#### PROVIDED TEXT
Tuesday, June 16, 2009

Jury trials on fair use: the Loch Ness Monster of copyright law?

Are jury trials on fair use the Loch Ness Monsters of copyright law: often discussed, but (almost) never actually seen?

Following Judge Nancy Gertner's decision permitting accused peer-to-peer infringer Joel Tenenbaum to amend his answer to add a fair use defense, Team Tenenbaum spokeswoman Debbie Rosenbaum was quoted in the National Law Journal as follows:
[W]e look forward to asserting our fair use claim in court — a matter that has always been reserved for the jury.
(my emphasis). The claim that fair use is "always...reserved for the jury" is dead wrong; the issue is routinely resolved on summary judgment, short of trial. But I have a serious, non-rhetorical question: does anyone out there know of a single reported case, from any jurisdiction, that discusses a jury verdict on fair use? I don't believe I've ever seen one. Interestingly, as far as I can tell, Prof. Barton Beebe's huge 2008 empirical study of fair use opinions doesn't mention a single jury case. See esp. Table 2 on page 569:
More than half of the [district court] opinions [that were part of his data set] addressed a motion or cross-motion for summary judgment, and of these 121 opinions, 86% granted the motion or one of the cross-motions. This supports the conventional wisdom that courts regularly resolve fair use issues at the summary judgment stage.
########
#### GIVEN DATA
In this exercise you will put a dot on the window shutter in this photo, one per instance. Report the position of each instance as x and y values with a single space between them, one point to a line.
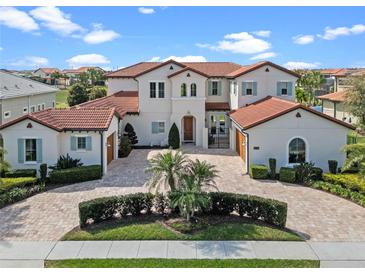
########
Could you copy out the stretch from "(my emphasis). The" through "summary judgment stage." in the blog post on jury trials for fair use, word for word? Rely solely on the blog post above, not on the data.

■ FULL OUTPUT ■
(my emphasis). The claim that fair use is "always...reserved for the jury" is dead wrong; the issue is routinely resolved on summary judgment, short of trial. But I have a serious, non-rhetorical question: does anyone out there know of a single reported case, from any jurisdiction, that discusses a jury verdict on fair use? I don't believe I've ever seen one. Interestingly, as far as I can tell, Prof. Barton Beebe's huge 2008 empirical study of fair use opinions doesn't mention a single jury case. See esp. Table 2 on page 569:
More than half of the [district court] opinions [that were part of his data set] addressed a motion or cross-motion for summary judgment, and of these 121 opinions, 86% granted the motion or one of the cross-motions. This supports the conventional wisdom that courts regularly resolve fair use issues at the summary judgment stage.